§ **Challenge**:
Would you retype, word for word, the line with "written like (152,9)." and every line after it through the end of the records below?

Records of labeled points
== == ==

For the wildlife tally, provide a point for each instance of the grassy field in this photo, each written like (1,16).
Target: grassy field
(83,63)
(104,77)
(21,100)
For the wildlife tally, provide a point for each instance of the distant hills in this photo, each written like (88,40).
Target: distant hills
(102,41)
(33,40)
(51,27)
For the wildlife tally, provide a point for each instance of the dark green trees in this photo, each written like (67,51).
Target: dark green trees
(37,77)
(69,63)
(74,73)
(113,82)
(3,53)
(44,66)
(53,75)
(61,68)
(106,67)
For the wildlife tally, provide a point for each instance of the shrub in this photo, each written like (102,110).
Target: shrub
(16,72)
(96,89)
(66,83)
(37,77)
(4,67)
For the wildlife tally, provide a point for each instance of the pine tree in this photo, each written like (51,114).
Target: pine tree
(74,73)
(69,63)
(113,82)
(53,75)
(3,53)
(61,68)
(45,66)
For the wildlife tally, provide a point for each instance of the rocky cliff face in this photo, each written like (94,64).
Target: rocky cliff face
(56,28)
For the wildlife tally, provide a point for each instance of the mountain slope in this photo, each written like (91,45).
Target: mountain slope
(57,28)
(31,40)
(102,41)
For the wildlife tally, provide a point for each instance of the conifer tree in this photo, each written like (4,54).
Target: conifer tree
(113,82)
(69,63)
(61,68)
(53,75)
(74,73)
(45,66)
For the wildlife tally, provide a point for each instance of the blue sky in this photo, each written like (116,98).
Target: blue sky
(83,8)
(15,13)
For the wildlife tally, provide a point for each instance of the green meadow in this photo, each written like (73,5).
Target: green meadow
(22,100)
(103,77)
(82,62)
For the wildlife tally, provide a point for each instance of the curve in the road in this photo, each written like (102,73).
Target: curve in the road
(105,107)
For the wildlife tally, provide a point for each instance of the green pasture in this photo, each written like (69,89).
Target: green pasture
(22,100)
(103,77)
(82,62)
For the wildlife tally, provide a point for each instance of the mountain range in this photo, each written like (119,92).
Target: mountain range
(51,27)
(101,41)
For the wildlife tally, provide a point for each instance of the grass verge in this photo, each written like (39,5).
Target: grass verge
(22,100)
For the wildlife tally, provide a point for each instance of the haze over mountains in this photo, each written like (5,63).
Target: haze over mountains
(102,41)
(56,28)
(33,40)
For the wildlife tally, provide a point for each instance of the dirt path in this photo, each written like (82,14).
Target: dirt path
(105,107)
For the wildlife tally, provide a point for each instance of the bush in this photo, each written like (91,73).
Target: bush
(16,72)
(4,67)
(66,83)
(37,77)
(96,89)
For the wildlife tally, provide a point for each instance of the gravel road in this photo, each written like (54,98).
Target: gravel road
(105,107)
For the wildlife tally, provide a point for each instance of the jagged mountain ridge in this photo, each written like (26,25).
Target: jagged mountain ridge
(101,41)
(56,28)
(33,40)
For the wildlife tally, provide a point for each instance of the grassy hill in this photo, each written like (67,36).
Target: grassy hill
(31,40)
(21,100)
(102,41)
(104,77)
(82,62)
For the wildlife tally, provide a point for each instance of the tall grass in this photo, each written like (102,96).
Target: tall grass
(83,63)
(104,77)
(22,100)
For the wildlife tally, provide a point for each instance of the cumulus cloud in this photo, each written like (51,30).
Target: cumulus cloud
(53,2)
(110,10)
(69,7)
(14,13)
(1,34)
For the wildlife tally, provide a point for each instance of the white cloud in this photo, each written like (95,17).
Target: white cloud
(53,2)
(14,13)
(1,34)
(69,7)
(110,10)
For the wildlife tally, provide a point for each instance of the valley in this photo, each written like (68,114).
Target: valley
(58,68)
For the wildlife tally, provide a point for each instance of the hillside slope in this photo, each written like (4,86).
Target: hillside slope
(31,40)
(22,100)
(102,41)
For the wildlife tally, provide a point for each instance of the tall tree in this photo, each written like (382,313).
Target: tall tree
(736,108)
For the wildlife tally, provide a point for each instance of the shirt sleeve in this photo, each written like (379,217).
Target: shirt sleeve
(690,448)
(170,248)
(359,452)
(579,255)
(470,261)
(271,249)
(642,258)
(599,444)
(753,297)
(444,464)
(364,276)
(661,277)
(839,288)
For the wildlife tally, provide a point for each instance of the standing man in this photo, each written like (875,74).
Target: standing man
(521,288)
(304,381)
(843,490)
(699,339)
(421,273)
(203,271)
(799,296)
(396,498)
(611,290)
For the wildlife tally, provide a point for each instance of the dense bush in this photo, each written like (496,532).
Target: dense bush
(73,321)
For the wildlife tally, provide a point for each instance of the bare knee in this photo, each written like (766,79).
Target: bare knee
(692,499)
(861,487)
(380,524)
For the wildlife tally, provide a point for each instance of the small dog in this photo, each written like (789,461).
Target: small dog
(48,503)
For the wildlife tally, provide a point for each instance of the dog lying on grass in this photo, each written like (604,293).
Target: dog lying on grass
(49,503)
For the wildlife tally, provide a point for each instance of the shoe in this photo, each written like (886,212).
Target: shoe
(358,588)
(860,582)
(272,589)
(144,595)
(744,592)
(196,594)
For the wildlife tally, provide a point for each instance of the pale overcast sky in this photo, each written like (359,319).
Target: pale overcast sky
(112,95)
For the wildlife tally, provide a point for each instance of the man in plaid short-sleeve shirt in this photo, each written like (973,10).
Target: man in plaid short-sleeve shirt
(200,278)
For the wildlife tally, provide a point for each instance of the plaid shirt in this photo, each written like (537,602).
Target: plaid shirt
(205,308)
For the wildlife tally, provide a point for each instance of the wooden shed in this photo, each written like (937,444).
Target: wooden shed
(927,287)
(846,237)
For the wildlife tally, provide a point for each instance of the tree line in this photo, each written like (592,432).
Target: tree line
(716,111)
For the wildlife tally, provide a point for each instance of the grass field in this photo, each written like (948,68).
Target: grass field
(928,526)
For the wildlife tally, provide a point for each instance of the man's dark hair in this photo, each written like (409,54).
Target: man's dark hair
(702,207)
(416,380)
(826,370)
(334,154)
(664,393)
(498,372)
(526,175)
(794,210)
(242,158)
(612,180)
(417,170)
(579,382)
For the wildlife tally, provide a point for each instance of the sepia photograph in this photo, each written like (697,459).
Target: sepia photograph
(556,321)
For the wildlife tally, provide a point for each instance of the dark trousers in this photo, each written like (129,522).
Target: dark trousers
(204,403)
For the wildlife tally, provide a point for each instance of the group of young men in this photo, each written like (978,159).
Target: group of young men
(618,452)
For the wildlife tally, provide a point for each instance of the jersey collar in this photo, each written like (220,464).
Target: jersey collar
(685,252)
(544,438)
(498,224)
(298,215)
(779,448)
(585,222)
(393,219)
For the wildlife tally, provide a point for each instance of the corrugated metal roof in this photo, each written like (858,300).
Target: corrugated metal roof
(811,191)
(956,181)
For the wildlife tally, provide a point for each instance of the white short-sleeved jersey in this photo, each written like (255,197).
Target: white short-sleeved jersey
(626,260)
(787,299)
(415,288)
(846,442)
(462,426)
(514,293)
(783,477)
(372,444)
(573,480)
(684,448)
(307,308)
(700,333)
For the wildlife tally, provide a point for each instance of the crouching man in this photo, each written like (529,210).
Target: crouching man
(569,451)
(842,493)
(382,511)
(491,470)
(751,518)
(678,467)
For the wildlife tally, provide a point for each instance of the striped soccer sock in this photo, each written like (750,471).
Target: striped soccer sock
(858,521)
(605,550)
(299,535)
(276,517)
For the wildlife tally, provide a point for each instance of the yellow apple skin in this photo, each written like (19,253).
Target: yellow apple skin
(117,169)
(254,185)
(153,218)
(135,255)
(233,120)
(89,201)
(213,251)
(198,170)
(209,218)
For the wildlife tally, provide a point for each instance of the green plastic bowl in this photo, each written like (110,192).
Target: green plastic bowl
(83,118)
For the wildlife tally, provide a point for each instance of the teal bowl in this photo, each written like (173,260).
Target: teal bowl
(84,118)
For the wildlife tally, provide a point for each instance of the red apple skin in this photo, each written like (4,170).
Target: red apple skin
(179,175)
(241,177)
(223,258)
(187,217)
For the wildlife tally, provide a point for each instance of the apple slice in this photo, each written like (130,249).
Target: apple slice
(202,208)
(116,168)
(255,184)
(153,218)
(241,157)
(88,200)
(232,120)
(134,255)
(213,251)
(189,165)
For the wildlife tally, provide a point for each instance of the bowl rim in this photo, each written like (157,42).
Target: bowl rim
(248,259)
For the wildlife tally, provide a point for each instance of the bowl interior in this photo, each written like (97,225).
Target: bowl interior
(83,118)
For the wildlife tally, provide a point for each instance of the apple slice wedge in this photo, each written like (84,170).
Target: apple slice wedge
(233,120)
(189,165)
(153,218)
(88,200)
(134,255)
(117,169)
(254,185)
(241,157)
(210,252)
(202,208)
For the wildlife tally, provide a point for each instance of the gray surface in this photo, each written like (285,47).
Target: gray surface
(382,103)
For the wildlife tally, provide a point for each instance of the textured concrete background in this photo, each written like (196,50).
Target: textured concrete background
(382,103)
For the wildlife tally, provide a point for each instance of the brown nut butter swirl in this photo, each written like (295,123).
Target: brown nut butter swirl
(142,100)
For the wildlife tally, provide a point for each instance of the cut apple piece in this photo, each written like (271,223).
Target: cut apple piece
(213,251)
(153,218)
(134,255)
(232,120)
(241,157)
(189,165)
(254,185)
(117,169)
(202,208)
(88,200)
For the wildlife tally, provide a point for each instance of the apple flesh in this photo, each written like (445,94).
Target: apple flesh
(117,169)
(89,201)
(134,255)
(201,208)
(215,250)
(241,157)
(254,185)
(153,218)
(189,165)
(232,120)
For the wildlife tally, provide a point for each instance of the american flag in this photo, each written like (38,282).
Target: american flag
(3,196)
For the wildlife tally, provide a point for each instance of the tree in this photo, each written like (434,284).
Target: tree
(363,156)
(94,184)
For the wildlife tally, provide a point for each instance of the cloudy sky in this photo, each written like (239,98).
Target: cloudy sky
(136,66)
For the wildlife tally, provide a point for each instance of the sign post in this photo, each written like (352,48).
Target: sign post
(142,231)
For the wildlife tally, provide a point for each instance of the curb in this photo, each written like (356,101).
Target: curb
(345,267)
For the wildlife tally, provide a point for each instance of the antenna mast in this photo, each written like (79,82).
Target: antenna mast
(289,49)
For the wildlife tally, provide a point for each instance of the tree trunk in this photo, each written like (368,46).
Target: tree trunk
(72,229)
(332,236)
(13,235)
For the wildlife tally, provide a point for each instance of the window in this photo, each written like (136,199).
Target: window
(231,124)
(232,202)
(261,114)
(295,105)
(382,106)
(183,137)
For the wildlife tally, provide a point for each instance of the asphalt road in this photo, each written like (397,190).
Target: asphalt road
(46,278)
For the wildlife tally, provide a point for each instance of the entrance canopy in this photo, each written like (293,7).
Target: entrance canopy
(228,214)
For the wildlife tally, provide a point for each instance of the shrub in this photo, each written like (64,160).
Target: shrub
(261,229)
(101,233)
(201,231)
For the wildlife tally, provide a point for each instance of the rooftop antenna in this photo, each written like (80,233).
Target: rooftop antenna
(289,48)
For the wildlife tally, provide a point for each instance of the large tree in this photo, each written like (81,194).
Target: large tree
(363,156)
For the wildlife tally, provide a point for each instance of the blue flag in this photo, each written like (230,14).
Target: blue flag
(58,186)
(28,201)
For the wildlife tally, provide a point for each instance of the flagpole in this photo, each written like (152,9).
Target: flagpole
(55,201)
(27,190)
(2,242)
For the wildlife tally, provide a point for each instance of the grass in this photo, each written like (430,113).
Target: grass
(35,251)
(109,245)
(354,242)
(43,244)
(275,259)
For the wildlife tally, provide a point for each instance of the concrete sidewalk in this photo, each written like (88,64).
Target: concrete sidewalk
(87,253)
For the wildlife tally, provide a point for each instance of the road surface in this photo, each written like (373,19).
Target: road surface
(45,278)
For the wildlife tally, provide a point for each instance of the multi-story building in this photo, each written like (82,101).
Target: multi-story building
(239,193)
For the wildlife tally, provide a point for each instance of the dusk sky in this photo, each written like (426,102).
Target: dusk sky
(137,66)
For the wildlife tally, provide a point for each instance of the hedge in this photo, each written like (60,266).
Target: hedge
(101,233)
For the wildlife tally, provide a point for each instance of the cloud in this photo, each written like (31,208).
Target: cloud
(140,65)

== == ==

§ **Response to the exercise**:
For the wildlife tally, provide a point for each instance of the flagpole in this photo, each written like (152,9).
Target: flagpole
(55,201)
(27,190)
(2,242)
For the wildlife tally, provide a point for each instance of the grass in this photo, each written like (430,113).
Target: grass
(35,251)
(109,245)
(354,242)
(43,244)
(275,259)
For the wildlife tally, provide a point for each instance of the concrete sidewalk in this photo, each written like (88,64).
Target: concrete sidewalk
(87,253)
For the wildlife tally, provide a point for each instance of the road surface in this photo, each written like (373,19).
Target: road surface
(45,278)
For the wildlife tally, provide a point for each instance of the multi-story building in this photo, each written like (82,101).
Target: multi-story building
(239,193)
For the wildlife tally, provide a point for each instance of the dusk sky in this photo, each written like (426,102).
Target: dusk sky
(137,66)
For the wildlife tally, provide a point for each instance of the hedge in this photo, each written like (60,266).
Target: hedge
(101,233)
For the wildlife tally, provide a point for each instance of the cloud in this photo, each written like (31,208).
Target: cloud
(140,65)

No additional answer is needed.